__EXTRAIT FOURNI__
Dimanche 30 août 2009 par Ralph Gambihler

Jan Karski

Il aurait fallu en rester à "Shoah"... Ou alors il aurait fallu la carrure d'un Claude Lanzmann pour raconter Jan Karski... C'est justement devant la caméra de Lanzmann que nous avions fait une première fois connaissance avec ce messager de la Résistance polonaise qui, en pleine 2ème guerre mondiale, s'était efforcé de prévenir les Alliés de ce qui se tramait dans les camps de la mort.

__DONNÉES__
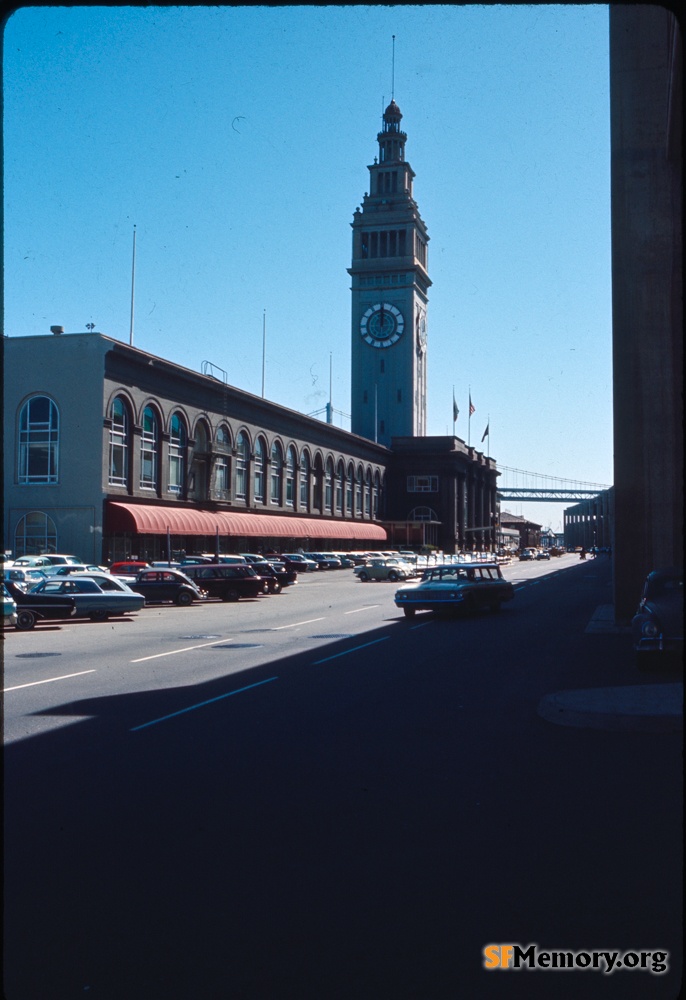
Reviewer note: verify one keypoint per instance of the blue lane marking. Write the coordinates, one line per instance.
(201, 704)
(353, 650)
* * *
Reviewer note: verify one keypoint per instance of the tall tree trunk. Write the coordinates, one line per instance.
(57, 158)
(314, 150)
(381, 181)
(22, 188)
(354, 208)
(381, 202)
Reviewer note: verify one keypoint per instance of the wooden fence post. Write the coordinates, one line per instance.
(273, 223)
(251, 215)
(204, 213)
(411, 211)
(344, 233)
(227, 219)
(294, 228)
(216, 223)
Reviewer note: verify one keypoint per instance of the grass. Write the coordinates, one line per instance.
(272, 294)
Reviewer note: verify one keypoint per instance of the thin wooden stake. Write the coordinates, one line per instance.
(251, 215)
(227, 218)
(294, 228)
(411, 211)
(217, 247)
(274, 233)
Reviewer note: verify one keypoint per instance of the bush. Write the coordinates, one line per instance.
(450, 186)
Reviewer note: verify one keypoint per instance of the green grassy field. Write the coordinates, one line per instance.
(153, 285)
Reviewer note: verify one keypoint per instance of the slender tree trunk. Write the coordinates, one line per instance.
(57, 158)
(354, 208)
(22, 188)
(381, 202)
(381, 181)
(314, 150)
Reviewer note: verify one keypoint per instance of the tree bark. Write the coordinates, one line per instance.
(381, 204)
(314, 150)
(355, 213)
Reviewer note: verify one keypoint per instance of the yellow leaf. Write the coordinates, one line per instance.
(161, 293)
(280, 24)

__SÉRIE D'EXERCICES__
A – Résumez l'extrait en deux phrases.
B – Selon l'extrait, de quoi Jan Karski s'était-il efforcé de prévenir les Alliés ?
Appuyez-vous uniquement sur l'extrait.

__CORRIGÉ__
A – D'après l'extrait, il aurait fallu en rester à « Shoah » ou avoir la carrure d'un Claude Lanzmann pour raconter Jan Karski. C'est devant la caméra de Lanzmann qu'on avait découvert ce messager de la Résistance polonaise qui, en pleine Seconde Guerre mondiale, s'était efforcé de prévenir les Alliés de ce qui se tramait dans les camps de la mort.

B – De ce qui se tramait dans les camps de la mort.